_TUJUAN A_
Tolong pilih setiap baris daftar yang memuat kata "stem", lalu salin baris-baris itu. Huruf besar dan kecil dibedakan.

_KUTIPAN TEKS_

********************

Identitas memiliki manfaat yang tak ternilai bagi perusahaan. Identitas perusahaan menunjukkan budaya dan kepribadian perusahaan dalam menjalankan bisnis.
JAKARTA, PRINDONESIA.CO - Menurut President Director of Prominent PR Ika Sastrosoebroto mengajak praktisi PR membangun corporate identity (identitas perusahaan). corporate identity dapat dilihat dari corporate design, corporate culture, corporate structure, corporate strategy, dan industry identity. “Identitas yang kuat dapat meningkatkan kesadaran dan kepercayaan pelanggan terhadap suatu perusahaan, meningkatkan daya saing, hingga mampu menekan pengeluaran (efisiensi),” katanya kepada PR INDONESIA, awal Februari lalu.
Lalu, di mana kaitannya antara PR dengan identitas perusahaan? “PR is all about image,” kata Ika. Image itu intangible dan tidak gampang dikontrol. Perusahaan tidak bisa terus-menerus membangun image melalui iklan. Satu-satunya cara perusahaan untuk mendapatkan citra positif dalam jangka panjang adalah dengan memasukkan program PR sembari terus melakukan aktivitas bisnis dengan baik. “Karena PR is how to tell,” ujarnya.

********************

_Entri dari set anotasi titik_
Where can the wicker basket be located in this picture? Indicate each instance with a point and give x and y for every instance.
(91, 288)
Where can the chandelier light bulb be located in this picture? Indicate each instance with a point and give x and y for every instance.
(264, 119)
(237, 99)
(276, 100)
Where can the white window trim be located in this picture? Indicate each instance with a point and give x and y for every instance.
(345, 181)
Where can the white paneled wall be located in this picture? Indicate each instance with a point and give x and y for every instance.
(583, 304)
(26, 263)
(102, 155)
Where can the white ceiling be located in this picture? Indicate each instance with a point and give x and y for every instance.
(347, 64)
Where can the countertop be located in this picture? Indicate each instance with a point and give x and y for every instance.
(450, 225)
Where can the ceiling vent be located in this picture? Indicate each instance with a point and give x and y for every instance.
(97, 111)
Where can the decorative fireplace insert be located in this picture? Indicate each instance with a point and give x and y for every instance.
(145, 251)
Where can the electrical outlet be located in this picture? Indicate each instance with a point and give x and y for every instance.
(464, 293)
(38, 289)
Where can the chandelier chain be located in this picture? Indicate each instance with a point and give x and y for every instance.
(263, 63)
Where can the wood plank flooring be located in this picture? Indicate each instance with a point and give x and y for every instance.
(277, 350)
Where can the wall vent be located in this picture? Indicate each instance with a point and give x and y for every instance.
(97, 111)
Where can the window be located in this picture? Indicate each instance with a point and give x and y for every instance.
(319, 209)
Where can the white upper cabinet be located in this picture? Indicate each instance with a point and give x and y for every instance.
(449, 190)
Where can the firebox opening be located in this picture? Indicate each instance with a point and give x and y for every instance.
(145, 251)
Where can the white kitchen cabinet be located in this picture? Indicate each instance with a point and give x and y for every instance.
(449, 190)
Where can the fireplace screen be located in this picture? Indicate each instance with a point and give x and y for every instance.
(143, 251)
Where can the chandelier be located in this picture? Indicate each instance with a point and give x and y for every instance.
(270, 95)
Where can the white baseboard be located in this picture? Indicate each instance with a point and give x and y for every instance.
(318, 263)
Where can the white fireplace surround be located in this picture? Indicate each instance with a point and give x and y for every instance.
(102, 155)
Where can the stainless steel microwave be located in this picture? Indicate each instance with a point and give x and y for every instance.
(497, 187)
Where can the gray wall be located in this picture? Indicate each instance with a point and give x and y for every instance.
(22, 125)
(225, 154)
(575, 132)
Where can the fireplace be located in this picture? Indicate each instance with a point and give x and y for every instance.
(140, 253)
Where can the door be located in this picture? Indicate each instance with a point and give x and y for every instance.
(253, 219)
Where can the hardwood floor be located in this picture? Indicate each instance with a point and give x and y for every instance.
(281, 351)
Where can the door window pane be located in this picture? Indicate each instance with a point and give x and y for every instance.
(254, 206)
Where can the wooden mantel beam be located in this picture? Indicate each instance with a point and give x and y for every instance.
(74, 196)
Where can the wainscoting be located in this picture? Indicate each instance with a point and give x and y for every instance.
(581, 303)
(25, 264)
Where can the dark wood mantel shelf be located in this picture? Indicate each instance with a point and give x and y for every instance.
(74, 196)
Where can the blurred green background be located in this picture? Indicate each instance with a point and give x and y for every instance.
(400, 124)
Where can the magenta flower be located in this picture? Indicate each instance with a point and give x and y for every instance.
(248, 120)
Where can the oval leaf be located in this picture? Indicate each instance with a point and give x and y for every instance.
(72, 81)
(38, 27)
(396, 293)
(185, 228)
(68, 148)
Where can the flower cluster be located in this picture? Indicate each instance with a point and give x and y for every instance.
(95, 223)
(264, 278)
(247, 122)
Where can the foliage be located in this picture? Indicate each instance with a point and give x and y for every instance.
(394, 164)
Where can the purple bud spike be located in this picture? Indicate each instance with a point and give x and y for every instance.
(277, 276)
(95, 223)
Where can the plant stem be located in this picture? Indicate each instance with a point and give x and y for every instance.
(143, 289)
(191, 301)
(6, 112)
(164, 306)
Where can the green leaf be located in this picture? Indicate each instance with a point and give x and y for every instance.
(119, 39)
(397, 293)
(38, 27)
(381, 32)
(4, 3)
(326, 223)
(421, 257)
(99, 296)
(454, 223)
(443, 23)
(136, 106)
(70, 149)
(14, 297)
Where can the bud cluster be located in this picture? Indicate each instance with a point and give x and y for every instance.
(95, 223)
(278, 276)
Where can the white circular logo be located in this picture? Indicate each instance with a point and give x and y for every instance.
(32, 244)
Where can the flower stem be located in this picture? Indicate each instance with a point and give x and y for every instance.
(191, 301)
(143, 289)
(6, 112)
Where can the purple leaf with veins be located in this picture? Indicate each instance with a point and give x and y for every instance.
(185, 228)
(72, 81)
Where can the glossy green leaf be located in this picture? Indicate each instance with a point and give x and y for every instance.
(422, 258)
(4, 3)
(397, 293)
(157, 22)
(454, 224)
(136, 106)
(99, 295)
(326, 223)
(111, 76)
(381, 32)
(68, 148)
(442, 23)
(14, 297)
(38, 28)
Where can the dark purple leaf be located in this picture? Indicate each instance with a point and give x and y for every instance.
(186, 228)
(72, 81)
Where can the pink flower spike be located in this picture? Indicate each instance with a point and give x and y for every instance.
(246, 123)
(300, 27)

********************

_TUJUAN B_
Teruskan teks tentang identitas perusahaan, dimulai setelah kalimat terakhirnya.

_JAWABAN TUGAS A_
Where can the plant stem be located in this picture? Indicate each instance with a point and give x and y for every instance.
Where can the flower stem be located in this picture? Indicate each instance with a point and give x and y for every instance.

_JAWABAN TUGAS B_
PR juga mewakili kepentingan brand. “PR tahu stepping brand dari public awareness sampai loyalty beyond reason sehingga timbul perception saliance—persepsi yang tertanam kuat sehingga tak mudah rusak meski ada goncangan,” paparnya.
“Brand Architecture”
Ia lantas mengajak praktisi PR untuk menghubungkan corporate identity kepada brand identity dan brand image. Langkah pertama, kenali dulu brand architecture perusahaan masing-masing. Brand architecture adalah arsitektur sebuah merek yang didefinisikan oleh hubungan antara merek induk (parent brand) dengan sub-merek (sub-brands). “Sederhananya, parent brand adalah korporat, sub-brands adalah produk,” ujarnya.
Brand architecture dibagi empat tipe. Antara lain, Freestanding Brand Model (P&G atau Unilever dengan berbagai merek dan produk mulai dari deodoran, kosmetik, perawatan bayi, perawatan rambut, dll), lalu Endorsed Brand Model (Nabisco—menjual berbagai aneka camilan biskuit). Selain itu, Overbrand Model (Cimory—produknya beragam tapi dari bahan baku yang sama) dan Masterbrand Model (Lays atau Indomie—produknya serba keripik atau mi instan, yang membedakan hanya variasi rasa).
Perbedaan ini akan berhubungan dengan keleluasan berinovasi. Semakin sebuah produk tidak ada kaitannya dengan parent brand, makin tinggi inovasi yang bisa dilakukan. Freestanding Brand Model, misalnya, baik parent band maupun sub-brands bebas berinovasi 100 persen. Sementara inovasi untuk perusahaan bertipe Endorsed Brand Model, 90 persen dan Overbrand Model 50 persen. Sedangkan inovasi sub-brands untuk perusahaan bertipe Masterbrand Model hanya 10 persen. “Korporasi sangat menguasai di sini,” kata Ika.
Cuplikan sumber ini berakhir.